:: AIM OF THE EXERCISE ::
Copy the items line for line, from the very start through the line that contains "11,102 -> 884,1176", including that line.
>> Begin THE DATA
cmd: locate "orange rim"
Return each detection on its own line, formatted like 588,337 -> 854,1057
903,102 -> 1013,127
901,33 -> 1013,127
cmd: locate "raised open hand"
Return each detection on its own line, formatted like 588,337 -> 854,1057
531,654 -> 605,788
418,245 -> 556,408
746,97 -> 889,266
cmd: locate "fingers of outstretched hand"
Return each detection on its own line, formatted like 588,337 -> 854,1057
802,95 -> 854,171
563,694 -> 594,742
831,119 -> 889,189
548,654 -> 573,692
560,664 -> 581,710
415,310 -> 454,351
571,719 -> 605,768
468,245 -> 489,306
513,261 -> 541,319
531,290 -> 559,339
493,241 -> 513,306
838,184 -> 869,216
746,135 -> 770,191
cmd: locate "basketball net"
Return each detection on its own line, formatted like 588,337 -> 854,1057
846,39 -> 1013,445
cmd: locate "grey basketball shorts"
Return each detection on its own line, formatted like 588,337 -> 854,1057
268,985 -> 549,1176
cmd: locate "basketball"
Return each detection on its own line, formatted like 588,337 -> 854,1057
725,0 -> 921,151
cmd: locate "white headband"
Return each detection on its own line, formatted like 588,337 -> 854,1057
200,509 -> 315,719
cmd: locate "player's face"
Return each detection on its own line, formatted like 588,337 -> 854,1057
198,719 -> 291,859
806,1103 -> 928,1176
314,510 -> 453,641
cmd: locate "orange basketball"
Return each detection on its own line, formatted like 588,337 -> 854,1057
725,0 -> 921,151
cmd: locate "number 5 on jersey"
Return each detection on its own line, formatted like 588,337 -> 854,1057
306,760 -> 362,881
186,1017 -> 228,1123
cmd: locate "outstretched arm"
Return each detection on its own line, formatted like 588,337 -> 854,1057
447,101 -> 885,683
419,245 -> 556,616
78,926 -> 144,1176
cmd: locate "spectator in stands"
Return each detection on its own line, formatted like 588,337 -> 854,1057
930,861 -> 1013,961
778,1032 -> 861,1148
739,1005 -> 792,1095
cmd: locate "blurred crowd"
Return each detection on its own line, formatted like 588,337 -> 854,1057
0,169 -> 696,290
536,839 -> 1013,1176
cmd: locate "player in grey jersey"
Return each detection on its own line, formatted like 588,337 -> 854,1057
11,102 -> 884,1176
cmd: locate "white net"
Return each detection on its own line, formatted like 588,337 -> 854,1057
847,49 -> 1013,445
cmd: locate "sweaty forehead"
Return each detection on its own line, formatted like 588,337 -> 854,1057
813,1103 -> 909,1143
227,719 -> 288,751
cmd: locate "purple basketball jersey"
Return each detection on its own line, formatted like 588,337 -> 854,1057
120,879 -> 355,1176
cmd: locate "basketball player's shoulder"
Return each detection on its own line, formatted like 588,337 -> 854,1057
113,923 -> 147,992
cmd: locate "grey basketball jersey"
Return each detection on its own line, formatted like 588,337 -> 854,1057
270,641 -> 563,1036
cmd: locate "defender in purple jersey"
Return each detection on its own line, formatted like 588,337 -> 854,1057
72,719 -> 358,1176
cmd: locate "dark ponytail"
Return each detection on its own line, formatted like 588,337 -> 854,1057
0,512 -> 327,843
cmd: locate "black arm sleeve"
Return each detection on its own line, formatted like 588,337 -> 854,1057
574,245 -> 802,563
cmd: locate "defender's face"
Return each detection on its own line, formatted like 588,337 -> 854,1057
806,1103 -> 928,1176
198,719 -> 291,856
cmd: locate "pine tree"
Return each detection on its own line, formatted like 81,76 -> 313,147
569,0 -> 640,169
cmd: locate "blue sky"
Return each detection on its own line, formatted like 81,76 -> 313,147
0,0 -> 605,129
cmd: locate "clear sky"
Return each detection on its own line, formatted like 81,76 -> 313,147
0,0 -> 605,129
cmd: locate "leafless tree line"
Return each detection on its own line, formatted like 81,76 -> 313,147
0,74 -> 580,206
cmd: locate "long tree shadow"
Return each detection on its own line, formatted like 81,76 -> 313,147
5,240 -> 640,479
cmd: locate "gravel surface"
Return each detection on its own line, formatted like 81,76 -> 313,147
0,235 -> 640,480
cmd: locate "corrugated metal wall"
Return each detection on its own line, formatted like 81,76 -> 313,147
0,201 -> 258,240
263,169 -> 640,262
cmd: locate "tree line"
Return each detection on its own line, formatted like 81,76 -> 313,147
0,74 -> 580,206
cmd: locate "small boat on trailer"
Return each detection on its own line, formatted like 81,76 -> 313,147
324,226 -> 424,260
>> End THE DATA
:: THE OUTPUT ::
cmd: locate "orange rim"
Return each detection on its own line, formatted like 588,337 -> 854,1057
903,102 -> 1013,127
901,33 -> 1013,127
cmd: locate "raised open hand"
Return each detection on its own line, formatted like 588,337 -> 854,1057
531,654 -> 605,788
418,245 -> 556,408
746,97 -> 889,266
cmd: locate "fingers of outstretched hand"
Return each detection on its own line, formatted like 588,337 -> 854,1057
802,95 -> 854,171
563,694 -> 594,742
831,119 -> 889,189
548,654 -> 573,692
560,664 -> 581,710
415,310 -> 454,351
571,719 -> 605,768
468,245 -> 489,306
513,261 -> 541,319
531,290 -> 559,339
493,241 -> 513,306
838,184 -> 869,216
746,135 -> 770,191
cmd: locate "basketball net"
Return each detection on its own line, formatted like 588,337 -> 854,1057
846,39 -> 1013,445
cmd: locate "grey basketball shorts"
Return each detection on its own line, formatted like 588,337 -> 854,1057
268,985 -> 549,1176
cmd: locate "basketball"
Return each detection on its own line, formatted like 588,337 -> 854,1057
725,0 -> 921,151
cmd: locate "white headband"
Return each detection on its own line, formatted like 588,337 -> 854,1057
200,509 -> 315,719
cmd: locate "player's face"
Return each detection on its own line, formatted like 588,337 -> 854,1057
198,719 -> 291,859
806,1103 -> 928,1176
314,510 -> 453,641
cmd: locate "orange basketball"
Return each detection on its own line, formatted like 588,337 -> 854,1057
725,0 -> 921,151
cmd: locate "number 5 on jersey"
Return each detection on its own line, formatted like 588,337 -> 854,1057
306,760 -> 362,881
186,1017 -> 228,1123
cmd: locate "outstretched arm"
Return each detection on its own line, formatted like 588,337 -> 854,1057
447,101 -> 885,683
419,245 -> 556,616
78,926 -> 144,1176
cmd: locate "spectator in stands"
Return each detection on its own line, formatted like 588,337 -> 854,1057
930,861 -> 1013,961
778,1032 -> 861,1148
739,1005 -> 792,1095
cmd: locate "blurred crowd"
Return each detection on its own line, formatted like 588,337 -> 854,1057
0,169 -> 696,290
536,839 -> 1013,1176
cmd: locate "player in grey jersey"
Return each detection on its own line, formatted like 588,337 -> 854,1057
11,102 -> 884,1176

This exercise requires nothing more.